*Reading text*:
-------
Of the estimated 17.9 million double orphans worldwide, many of them are not available for adoption because they are being cared for by extended family of their deceased parents, just like they would be here if tragedy struck. I’m deeply concerned when I hear the Church criticize this method of caring for orphaned children, particularly when it is precisely how we would do so. Why do we believe that we, strangers from a different culture, can parent better than a biological relative of an orphan in the absence of evidence of abuse or neglect?
Even children who are in orphanages are often not available for adoption. In fact, far less than half of the children in orphanages in Uganda need a home or a family. In many developing countries, like Uganda, families may place a child in an orphanage because they cannot support the child financially for a season of life. While I do not support institutional care for any child, {indeed, we stopped the use of institutional care in the U.S. decades ago} I also cannot support the adoption of a child who has family and may even have family who regularly visits him/her at the orphanage. And yet, I know first-hand of instances where children who were not placed in orphanages for adoption were offered to interested-Westerners for adoption. This is not okay.
-------
*Exercise*:
Reproduce the passage about orphans and adoption in full, word for word.

*Source data*:
-------
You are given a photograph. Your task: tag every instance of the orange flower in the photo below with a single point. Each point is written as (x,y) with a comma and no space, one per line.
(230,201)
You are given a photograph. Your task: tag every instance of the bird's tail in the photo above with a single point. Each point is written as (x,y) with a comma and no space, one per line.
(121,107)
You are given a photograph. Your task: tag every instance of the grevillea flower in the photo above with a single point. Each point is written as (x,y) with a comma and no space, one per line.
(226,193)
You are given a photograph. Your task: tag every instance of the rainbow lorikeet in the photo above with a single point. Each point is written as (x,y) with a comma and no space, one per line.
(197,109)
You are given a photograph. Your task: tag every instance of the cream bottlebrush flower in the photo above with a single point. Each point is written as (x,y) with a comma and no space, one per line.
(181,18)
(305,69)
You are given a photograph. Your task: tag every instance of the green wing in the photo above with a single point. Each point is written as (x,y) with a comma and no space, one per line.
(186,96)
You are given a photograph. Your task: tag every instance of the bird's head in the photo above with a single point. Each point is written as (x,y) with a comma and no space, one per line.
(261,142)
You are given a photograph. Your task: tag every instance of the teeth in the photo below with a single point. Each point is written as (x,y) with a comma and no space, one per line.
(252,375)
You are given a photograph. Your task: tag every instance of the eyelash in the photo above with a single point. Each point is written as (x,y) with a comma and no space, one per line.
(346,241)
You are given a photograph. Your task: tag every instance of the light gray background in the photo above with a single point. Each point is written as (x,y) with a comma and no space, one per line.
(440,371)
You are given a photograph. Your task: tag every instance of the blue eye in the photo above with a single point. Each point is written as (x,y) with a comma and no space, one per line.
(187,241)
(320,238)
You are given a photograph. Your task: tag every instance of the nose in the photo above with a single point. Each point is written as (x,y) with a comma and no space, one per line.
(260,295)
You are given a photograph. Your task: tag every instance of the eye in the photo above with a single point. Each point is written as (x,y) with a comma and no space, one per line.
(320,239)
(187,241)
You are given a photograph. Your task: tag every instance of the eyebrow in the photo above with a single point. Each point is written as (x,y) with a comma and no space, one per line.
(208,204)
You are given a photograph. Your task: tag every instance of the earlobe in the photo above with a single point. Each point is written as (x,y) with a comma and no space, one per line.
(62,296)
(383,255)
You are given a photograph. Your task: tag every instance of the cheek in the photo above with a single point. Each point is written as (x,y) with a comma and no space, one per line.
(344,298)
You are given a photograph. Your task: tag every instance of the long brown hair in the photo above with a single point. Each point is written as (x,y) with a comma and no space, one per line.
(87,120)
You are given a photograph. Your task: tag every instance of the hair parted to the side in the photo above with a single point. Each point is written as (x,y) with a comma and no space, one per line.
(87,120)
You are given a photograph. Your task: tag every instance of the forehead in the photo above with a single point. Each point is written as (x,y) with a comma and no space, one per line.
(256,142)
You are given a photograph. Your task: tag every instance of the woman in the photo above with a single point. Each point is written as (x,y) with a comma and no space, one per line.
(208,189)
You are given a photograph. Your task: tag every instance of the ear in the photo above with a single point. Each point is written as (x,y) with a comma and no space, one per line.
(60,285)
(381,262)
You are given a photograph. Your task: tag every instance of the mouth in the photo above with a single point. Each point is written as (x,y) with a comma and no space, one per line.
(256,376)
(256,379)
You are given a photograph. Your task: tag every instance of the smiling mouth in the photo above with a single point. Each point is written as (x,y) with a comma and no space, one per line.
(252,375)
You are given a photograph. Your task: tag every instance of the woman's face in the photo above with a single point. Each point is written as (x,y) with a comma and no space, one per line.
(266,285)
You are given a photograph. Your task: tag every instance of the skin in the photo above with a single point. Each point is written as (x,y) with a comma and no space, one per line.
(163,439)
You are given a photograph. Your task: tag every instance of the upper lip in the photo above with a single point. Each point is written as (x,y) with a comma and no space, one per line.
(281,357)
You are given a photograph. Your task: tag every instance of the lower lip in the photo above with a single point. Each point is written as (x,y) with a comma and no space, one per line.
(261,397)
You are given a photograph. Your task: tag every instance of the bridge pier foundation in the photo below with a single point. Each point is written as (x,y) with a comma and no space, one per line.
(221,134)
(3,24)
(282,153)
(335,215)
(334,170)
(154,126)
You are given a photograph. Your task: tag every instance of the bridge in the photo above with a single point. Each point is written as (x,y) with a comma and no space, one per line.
-------
*Expected output*:
Of the estimated 17.9 million double orphans worldwide, many of them are not available for adoption because they are being cared for by extended family of their deceased parents, just like they would be here if tragedy struck. I’m deeply concerned when I hear the Church criticize this method of caring for orphaned children, particularly when it is precisely how we would do so. Why do we believe that we, strangers from a different culture, can parent better than a biological relative of an orphan in the absence of evidence of abuse or neglect?
Even children who are in orphanages are often not available for adoption. In fact, far less than half of the children in orphanages in Uganda need a home or a family. In many developing countries, like Uganda, families may place a child in an orphanage because they cannot support the child financially for a season of life. While I do not support institutional care for any child, {indeed, we stopped the use of institutional care in the U.S. decades ago} I also cannot support the adoption of a child who has family and may even have family who regularly visits him/her at the orphanage. And yet, I know first-hand of instances where children who were not placed in orphanages for adoption were offered to interested-Westerners for adoption. This is not okay.